### Work required
Scale the records from their start through the line holding "top-left (0, 274), bottom-right (708, 418)", both ends included: write out every line again, changing only the bounding-box coordinates in the answers, which you multiply by 1.8 and round to whole numbers, with halves rounded up. Leave the numbers in the sample format lines unchanged, and omit the pictures.
Begin Material for this exercise
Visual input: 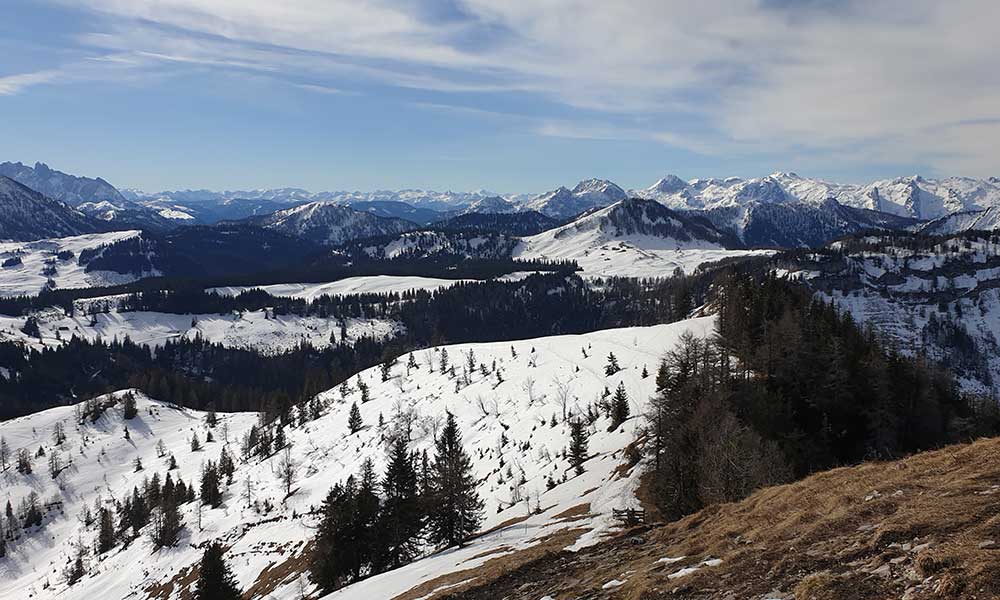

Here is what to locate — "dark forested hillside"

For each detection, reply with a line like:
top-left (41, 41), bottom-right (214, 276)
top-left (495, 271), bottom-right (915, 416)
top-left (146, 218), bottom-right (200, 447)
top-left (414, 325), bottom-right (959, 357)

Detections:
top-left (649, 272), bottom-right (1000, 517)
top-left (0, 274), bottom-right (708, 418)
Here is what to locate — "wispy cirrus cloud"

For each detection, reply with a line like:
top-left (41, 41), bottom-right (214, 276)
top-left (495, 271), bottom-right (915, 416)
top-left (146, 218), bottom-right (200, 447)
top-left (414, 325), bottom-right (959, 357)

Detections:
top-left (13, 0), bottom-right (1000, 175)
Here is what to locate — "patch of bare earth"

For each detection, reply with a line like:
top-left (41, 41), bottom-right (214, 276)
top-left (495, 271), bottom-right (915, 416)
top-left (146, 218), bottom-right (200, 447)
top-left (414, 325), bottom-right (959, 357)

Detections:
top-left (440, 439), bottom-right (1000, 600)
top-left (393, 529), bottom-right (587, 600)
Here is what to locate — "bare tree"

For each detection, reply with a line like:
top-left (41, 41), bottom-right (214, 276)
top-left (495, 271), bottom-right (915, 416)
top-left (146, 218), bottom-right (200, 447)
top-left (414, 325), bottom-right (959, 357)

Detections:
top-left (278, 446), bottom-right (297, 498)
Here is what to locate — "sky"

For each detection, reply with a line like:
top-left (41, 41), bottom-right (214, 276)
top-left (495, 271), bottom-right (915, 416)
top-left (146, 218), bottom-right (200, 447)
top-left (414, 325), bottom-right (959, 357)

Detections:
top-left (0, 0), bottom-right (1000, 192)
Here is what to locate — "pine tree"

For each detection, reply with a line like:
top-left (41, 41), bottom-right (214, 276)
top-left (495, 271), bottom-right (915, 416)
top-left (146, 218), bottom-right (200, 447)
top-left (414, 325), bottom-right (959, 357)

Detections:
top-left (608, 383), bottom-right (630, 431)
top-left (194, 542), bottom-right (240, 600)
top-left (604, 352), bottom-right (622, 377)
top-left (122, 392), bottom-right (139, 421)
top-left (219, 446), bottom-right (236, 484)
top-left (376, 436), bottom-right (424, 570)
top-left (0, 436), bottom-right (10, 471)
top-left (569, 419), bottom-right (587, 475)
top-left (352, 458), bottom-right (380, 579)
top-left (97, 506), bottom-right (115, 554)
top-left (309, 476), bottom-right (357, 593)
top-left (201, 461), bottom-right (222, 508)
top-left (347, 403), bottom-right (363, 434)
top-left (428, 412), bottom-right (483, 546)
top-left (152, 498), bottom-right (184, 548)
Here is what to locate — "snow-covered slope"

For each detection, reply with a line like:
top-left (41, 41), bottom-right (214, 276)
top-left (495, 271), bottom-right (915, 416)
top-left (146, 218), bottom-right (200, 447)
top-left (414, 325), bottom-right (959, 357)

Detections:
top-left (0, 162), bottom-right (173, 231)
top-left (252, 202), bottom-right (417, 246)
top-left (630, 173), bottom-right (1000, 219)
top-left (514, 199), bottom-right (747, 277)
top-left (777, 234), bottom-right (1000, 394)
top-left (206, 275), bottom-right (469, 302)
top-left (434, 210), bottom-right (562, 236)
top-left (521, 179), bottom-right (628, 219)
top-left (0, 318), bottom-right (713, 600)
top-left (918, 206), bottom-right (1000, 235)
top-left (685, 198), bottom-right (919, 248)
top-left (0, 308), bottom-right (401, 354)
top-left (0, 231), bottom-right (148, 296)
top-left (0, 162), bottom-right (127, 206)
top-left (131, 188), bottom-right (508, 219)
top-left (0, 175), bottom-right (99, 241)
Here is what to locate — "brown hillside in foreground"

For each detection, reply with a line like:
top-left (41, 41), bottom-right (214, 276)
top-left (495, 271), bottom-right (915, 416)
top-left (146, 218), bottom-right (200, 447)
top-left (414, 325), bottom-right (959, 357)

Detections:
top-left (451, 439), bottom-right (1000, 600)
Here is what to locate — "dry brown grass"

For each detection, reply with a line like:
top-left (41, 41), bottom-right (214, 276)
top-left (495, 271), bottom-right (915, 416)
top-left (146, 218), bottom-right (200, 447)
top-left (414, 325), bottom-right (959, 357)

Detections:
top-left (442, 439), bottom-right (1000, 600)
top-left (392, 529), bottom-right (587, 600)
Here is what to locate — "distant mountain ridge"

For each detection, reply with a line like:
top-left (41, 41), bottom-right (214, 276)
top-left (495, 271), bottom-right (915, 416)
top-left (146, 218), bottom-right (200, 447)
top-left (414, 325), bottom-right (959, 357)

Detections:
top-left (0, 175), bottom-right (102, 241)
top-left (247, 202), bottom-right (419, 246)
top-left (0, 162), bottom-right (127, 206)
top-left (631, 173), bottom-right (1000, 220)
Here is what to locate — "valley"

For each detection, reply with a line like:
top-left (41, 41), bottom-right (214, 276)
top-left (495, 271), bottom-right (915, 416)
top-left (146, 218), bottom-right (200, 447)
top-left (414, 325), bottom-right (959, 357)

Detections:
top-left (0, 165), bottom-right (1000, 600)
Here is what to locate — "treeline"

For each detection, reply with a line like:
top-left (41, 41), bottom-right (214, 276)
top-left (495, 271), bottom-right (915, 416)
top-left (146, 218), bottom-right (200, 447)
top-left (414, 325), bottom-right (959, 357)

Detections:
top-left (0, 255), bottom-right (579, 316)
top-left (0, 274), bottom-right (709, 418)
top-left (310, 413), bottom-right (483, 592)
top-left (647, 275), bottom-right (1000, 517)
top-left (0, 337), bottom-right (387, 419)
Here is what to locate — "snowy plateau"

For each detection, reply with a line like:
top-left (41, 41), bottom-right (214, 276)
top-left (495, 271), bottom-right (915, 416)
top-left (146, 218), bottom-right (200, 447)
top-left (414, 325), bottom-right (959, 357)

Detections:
End Material for this exercise
### Final result
Visual input: 

Here is what to locate — "dark forested hillside"

For each detection, reply with a line like:
top-left (41, 41), bottom-right (214, 276)
top-left (495, 271), bottom-right (915, 416)
top-left (146, 218), bottom-right (200, 447)
top-left (414, 325), bottom-right (959, 357)

Detections:
top-left (1168, 490), bottom-right (1800, 931)
top-left (0, 493), bottom-right (1274, 752)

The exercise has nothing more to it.